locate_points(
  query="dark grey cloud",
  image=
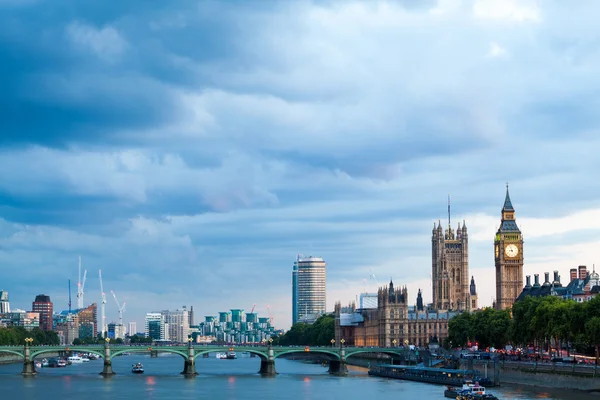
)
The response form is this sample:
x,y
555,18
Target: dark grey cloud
x,y
187,147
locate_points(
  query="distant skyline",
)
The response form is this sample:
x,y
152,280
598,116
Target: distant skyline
x,y
190,150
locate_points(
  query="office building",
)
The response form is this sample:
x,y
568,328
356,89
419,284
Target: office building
x,y
43,306
308,289
132,328
4,304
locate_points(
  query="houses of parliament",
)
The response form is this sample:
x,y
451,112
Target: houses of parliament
x,y
395,320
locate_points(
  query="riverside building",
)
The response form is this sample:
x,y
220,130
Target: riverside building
x,y
309,278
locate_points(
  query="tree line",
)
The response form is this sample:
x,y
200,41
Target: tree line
x,y
15,336
534,321
302,334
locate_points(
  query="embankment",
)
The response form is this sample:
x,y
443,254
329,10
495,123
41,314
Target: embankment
x,y
548,375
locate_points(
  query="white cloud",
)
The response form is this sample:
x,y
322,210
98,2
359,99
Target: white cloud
x,y
496,50
516,10
107,43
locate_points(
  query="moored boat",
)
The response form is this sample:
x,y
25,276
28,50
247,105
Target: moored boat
x,y
468,391
441,376
137,368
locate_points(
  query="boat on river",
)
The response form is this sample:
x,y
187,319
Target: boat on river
x,y
441,376
137,368
468,391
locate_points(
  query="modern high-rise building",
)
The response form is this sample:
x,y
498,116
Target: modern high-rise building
x,y
43,306
309,280
508,249
178,325
4,304
154,326
450,267
367,300
132,328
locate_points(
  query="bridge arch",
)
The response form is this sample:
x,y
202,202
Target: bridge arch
x,y
17,352
261,354
78,349
148,349
335,354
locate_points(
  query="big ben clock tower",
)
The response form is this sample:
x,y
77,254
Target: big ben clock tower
x,y
508,253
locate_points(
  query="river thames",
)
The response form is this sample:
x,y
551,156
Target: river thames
x,y
228,379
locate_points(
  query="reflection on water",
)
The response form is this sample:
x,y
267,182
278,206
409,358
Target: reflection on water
x,y
229,379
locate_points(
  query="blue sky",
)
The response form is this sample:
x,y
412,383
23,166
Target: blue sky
x,y
190,150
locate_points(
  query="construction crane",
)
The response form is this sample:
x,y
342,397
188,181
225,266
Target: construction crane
x,y
80,286
120,308
103,320
69,296
269,312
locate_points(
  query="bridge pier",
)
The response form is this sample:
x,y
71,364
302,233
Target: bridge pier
x,y
107,368
267,367
189,364
28,366
339,367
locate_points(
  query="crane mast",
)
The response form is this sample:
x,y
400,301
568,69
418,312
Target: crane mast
x,y
80,286
103,310
120,308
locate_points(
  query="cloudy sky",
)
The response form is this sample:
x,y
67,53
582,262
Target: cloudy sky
x,y
190,149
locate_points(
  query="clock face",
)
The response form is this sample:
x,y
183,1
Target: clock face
x,y
511,250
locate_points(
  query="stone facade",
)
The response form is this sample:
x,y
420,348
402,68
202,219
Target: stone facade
x,y
450,267
508,253
393,323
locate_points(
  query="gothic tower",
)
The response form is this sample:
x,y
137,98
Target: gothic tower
x,y
450,266
473,295
508,251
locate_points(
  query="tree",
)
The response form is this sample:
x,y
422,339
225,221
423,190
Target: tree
x,y
592,328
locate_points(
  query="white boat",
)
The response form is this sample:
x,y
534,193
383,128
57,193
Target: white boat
x,y
137,368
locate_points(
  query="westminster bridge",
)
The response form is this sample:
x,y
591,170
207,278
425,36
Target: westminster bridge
x,y
337,355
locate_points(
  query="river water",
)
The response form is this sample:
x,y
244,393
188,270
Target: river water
x,y
227,379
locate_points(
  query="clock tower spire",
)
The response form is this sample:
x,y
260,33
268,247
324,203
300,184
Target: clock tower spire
x,y
508,252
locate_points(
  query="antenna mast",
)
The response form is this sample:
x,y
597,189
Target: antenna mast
x,y
121,308
103,320
449,224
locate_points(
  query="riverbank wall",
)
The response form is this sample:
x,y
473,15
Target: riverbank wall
x,y
547,375
7,358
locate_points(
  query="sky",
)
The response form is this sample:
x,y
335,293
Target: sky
x,y
191,149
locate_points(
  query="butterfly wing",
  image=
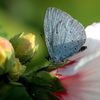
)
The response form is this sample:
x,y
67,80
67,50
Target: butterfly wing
x,y
64,35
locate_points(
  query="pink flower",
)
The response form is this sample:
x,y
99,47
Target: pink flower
x,y
81,75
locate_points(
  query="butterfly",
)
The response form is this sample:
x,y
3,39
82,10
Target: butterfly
x,y
64,35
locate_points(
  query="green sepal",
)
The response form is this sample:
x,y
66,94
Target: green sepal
x,y
48,81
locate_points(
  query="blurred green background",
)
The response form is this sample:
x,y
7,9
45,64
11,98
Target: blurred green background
x,y
28,15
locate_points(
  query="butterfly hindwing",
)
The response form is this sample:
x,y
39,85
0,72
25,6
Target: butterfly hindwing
x,y
64,35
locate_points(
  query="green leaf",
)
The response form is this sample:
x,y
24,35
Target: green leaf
x,y
42,94
3,33
46,80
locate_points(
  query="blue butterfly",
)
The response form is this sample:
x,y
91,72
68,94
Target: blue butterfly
x,y
64,35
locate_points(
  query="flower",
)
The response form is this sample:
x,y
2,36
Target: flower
x,y
24,45
80,77
6,55
16,71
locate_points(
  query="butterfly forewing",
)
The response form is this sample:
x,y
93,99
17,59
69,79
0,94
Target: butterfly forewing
x,y
64,35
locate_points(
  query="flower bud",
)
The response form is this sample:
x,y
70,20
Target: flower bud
x,y
6,56
31,50
25,46
16,71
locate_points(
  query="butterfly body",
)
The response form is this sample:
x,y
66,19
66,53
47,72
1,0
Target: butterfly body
x,y
64,35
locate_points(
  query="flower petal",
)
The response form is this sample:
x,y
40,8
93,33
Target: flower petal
x,y
84,82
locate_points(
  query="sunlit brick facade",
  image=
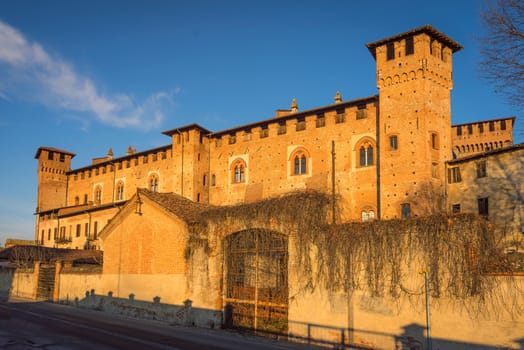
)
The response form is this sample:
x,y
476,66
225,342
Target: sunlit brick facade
x,y
375,154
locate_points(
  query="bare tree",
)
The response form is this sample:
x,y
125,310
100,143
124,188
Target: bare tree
x,y
503,48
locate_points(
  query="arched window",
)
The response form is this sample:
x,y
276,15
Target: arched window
x,y
98,194
366,155
153,183
120,191
364,150
299,162
238,171
434,140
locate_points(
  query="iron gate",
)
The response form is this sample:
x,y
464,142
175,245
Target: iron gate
x,y
257,285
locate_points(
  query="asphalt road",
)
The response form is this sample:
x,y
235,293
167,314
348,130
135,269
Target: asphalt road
x,y
38,325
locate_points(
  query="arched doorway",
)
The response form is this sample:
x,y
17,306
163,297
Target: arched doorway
x,y
256,293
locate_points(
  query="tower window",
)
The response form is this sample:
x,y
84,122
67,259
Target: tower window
x,y
98,195
390,51
153,183
300,164
434,170
321,120
367,215
238,171
434,141
120,191
410,49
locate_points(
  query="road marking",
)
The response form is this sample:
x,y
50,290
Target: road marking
x,y
125,337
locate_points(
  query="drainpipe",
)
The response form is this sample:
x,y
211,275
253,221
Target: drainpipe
x,y
377,128
333,180
182,168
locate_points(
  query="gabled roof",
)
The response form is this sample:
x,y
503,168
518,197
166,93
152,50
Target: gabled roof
x,y
52,149
427,29
485,154
184,208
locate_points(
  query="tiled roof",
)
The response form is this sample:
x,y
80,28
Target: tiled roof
x,y
39,253
182,207
424,29
52,149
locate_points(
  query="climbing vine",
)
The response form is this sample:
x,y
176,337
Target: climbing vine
x,y
378,257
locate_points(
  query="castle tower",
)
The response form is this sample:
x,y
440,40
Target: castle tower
x,y
414,78
53,164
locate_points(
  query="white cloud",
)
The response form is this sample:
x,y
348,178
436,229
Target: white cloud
x,y
30,72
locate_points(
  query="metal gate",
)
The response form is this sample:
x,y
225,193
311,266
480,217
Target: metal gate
x,y
256,281
46,282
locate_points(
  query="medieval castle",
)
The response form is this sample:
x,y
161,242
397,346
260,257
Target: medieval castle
x,y
379,154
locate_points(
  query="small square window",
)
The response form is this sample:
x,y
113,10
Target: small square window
x,y
362,112
405,210
281,128
264,132
481,169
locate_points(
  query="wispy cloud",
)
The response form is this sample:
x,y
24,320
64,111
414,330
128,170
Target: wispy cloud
x,y
30,72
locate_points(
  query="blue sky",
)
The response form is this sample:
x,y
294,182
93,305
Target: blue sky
x,y
85,76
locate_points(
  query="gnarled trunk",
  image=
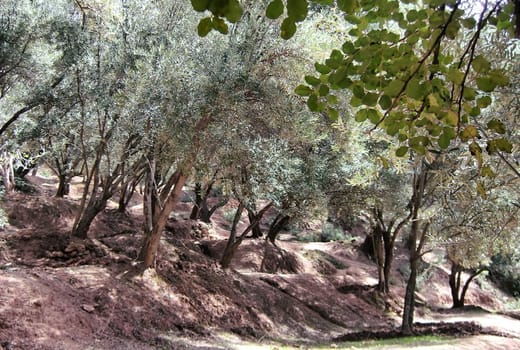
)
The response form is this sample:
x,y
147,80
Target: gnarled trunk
x,y
458,291
152,238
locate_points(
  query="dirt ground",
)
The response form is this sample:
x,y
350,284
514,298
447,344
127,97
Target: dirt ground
x,y
61,293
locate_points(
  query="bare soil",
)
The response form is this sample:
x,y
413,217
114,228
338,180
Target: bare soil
x,y
61,293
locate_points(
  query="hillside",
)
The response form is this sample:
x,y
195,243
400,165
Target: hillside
x,y
58,293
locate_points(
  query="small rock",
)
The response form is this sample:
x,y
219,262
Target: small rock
x,y
55,254
88,308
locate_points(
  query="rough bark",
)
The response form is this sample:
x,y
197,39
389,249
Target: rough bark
x,y
416,203
234,241
63,185
87,217
252,216
151,241
458,291
277,225
169,196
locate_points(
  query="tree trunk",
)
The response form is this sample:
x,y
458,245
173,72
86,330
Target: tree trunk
x,y
377,246
278,224
454,281
195,211
389,258
257,232
458,296
93,208
233,242
409,298
8,172
63,185
419,183
206,213
150,245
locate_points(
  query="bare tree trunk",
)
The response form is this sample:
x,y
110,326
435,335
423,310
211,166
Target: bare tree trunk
x,y
419,183
170,195
277,225
151,241
63,185
8,172
458,295
88,215
234,242
251,214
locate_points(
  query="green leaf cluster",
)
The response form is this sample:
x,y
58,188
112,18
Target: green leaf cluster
x,y
221,10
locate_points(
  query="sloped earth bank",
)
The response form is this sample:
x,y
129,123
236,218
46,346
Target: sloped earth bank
x,y
58,293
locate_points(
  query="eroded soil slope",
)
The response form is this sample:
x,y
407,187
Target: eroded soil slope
x,y
58,293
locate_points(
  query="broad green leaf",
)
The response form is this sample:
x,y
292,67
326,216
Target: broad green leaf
x,y
497,126
504,145
234,11
469,94
323,90
348,6
444,141
394,88
205,26
498,77
474,112
219,24
469,132
332,99
487,172
355,102
321,68
480,64
481,190
358,91
484,101
416,90
312,103
450,132
333,114
348,48
469,23
335,60
476,152
374,115
200,5
452,118
455,76
385,102
303,90
297,10
274,9
486,84
370,99
452,29
401,151
287,29
312,80
361,115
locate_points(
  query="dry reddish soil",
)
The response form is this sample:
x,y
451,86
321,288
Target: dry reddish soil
x,y
61,293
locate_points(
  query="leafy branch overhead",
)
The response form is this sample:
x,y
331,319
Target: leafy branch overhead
x,y
411,68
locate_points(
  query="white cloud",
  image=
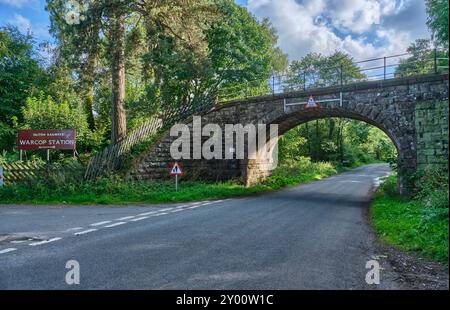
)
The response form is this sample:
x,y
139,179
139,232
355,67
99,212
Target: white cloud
x,y
354,26
22,23
18,3
25,26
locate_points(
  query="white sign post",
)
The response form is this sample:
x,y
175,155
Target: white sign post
x,y
1,176
176,171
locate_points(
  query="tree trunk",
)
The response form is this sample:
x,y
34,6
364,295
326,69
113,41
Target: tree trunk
x,y
118,115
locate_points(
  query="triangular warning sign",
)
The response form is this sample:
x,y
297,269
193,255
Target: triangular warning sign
x,y
311,103
176,170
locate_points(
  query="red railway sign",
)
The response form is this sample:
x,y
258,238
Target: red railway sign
x,y
46,139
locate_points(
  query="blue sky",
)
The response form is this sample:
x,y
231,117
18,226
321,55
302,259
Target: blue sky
x,y
362,28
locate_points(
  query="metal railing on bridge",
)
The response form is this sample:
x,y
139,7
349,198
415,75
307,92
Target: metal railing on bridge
x,y
381,68
112,157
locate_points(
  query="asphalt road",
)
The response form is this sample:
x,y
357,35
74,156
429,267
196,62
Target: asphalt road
x,y
314,236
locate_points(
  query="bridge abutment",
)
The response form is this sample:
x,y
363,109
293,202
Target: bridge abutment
x,y
413,112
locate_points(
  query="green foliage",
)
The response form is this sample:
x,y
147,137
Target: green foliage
x,y
412,225
297,171
422,59
20,76
20,72
59,188
42,112
438,19
317,70
347,142
432,184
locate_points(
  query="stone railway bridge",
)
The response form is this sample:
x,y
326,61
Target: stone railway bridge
x,y
412,111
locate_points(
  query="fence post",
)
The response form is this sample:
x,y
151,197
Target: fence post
x,y
304,80
435,60
273,84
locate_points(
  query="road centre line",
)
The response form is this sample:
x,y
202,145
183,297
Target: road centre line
x,y
7,250
147,213
100,223
85,232
45,241
116,224
125,218
139,219
167,209
74,228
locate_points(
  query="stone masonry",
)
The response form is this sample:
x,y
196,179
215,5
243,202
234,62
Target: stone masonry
x,y
412,111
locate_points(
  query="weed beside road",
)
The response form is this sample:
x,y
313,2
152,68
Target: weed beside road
x,y
417,224
115,190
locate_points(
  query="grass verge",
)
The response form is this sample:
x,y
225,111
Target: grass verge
x,y
412,224
114,190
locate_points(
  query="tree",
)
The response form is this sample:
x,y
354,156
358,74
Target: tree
x,y
421,60
317,70
42,112
243,50
20,76
437,11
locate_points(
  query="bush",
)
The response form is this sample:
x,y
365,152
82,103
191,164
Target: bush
x,y
43,112
419,224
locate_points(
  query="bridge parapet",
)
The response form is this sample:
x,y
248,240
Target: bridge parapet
x,y
412,111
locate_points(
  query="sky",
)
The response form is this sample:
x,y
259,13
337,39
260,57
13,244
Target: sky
x,y
362,28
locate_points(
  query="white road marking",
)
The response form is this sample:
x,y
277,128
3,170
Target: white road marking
_ _ _ _
■ EXERCISE TASK ■
Copy out every line in the items above that contains the word "triangular".

■ CORRECT OUTPUT ■
  query="triangular warning sign",
Target: triangular warning sign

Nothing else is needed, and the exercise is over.